[WHAT THE TASK ASKS]:
Please write out all of the entries without altering anything.

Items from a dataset
*** Block opens ***

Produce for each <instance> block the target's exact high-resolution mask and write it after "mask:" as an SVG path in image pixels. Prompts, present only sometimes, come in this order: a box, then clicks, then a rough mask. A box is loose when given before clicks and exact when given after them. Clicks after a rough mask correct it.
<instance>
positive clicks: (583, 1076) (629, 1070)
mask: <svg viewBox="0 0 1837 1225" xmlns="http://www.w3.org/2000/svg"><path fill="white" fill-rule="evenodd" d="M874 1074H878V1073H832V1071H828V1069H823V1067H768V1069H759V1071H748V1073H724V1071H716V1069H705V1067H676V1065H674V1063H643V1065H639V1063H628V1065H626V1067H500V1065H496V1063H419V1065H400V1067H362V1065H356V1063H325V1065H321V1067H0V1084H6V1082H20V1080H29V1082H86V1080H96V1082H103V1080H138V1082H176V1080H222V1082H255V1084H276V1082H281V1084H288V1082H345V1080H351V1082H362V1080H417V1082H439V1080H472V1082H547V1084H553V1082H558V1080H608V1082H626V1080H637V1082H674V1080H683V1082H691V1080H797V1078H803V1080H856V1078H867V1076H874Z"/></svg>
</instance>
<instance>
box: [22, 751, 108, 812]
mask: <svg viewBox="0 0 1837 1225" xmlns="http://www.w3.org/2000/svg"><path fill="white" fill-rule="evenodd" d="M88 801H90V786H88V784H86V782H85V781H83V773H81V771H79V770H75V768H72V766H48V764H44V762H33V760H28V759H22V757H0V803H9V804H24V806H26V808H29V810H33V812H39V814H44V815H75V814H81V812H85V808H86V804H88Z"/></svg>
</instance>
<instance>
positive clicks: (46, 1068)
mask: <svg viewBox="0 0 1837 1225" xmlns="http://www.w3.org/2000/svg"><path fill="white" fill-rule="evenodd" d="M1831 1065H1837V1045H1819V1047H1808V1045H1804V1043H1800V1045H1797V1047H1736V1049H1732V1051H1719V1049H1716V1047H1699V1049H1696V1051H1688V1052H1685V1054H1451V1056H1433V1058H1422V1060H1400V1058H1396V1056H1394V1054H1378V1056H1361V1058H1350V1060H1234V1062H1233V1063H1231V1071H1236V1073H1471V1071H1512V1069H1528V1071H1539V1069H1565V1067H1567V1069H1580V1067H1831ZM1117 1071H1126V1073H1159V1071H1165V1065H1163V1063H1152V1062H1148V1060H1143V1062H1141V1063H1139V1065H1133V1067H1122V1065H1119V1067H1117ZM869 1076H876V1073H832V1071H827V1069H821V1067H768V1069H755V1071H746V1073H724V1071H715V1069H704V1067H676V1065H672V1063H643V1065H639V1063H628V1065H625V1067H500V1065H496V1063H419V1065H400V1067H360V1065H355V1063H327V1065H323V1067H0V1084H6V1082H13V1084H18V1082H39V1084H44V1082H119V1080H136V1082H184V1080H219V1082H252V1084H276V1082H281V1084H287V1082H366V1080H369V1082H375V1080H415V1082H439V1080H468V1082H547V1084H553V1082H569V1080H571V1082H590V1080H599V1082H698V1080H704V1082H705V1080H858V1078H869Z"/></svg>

*** Block closes ***

[ANSWER FOR THIS EXERCISE]:
Produce for each <instance> block the target's exact high-resolution mask and write it after "mask:" as an SVG path in image pixels. Prompts, present only sometimes, come in this order: a box, then clicks, then a rough mask. A box is loose when given before clicks and exact when given after them. Clicks after a rough mask correct it.
<instance>
positive clicks: (583, 1076) (629, 1070)
mask: <svg viewBox="0 0 1837 1225" xmlns="http://www.w3.org/2000/svg"><path fill="white" fill-rule="evenodd" d="M874 1074H878V1073H832V1071H828V1069H823V1067H768V1069H759V1071H748V1073H724V1071H716V1069H705V1067H676V1065H674V1063H643V1065H639V1063H628V1065H626V1067H500V1065H496V1063H419V1065H400V1067H362V1065H356V1063H325V1065H321V1067H0V1084H6V1082H20V1080H29V1082H86V1080H96V1082H103V1080H138V1082H176V1080H222V1082H255V1084H276V1082H281V1084H288V1082H345V1080H351V1082H362V1080H417V1082H439V1080H472V1082H547V1084H553V1082H558V1080H608V1082H626V1080H637V1082H674V1080H683V1082H691V1080H797V1078H803V1080H856V1078H867V1076H874Z"/></svg>
</instance>
<instance>
box: [22, 751, 108, 812]
mask: <svg viewBox="0 0 1837 1225" xmlns="http://www.w3.org/2000/svg"><path fill="white" fill-rule="evenodd" d="M88 801H90V786H88V784H86V782H85V781H83V773H81V771H79V770H75V768H72V766H48V764H44V762H33V760H28V759H22V757H0V803H9V804H24V806H26V808H29V810H33V812H39V814H44V815H75V814H81V812H85V808H86V804H88Z"/></svg>
</instance>
<instance>
positive clicks: (46, 1068)
mask: <svg viewBox="0 0 1837 1225" xmlns="http://www.w3.org/2000/svg"><path fill="white" fill-rule="evenodd" d="M1831 1065H1837V1045H1819V1047H1808V1045H1804V1043H1800V1045H1797V1047H1736V1049H1732V1051H1719V1049H1716V1047H1699V1049H1696V1051H1688V1052H1685V1054H1451V1056H1433V1058H1422V1060H1400V1058H1396V1056H1394V1054H1378V1056H1361V1058H1350V1060H1234V1062H1233V1063H1231V1071H1236V1073H1471V1071H1512V1069H1528V1071H1539V1069H1565V1067H1567V1069H1580V1067H1831ZM1117 1071H1126V1073H1159V1071H1165V1065H1163V1063H1152V1062H1148V1060H1143V1062H1141V1063H1139V1065H1133V1067H1122V1065H1119V1067H1117ZM869 1076H876V1073H832V1071H827V1069H821V1067H768V1069H755V1071H746V1073H724V1071H715V1069H704V1067H676V1065H672V1063H643V1065H639V1063H628V1065H625V1067H500V1065H496V1063H419V1065H400V1067H360V1065H355V1063H327V1065H323V1067H0V1084H6V1082H13V1084H18V1082H39V1084H44V1082H119V1080H136V1082H184V1080H219V1082H252V1084H276V1082H281V1084H287V1082H366V1080H369V1082H375V1080H415V1082H439V1080H468V1082H547V1084H553V1082H569V1080H571V1082H590V1080H599V1082H698V1080H704V1082H705V1080H858V1078H869Z"/></svg>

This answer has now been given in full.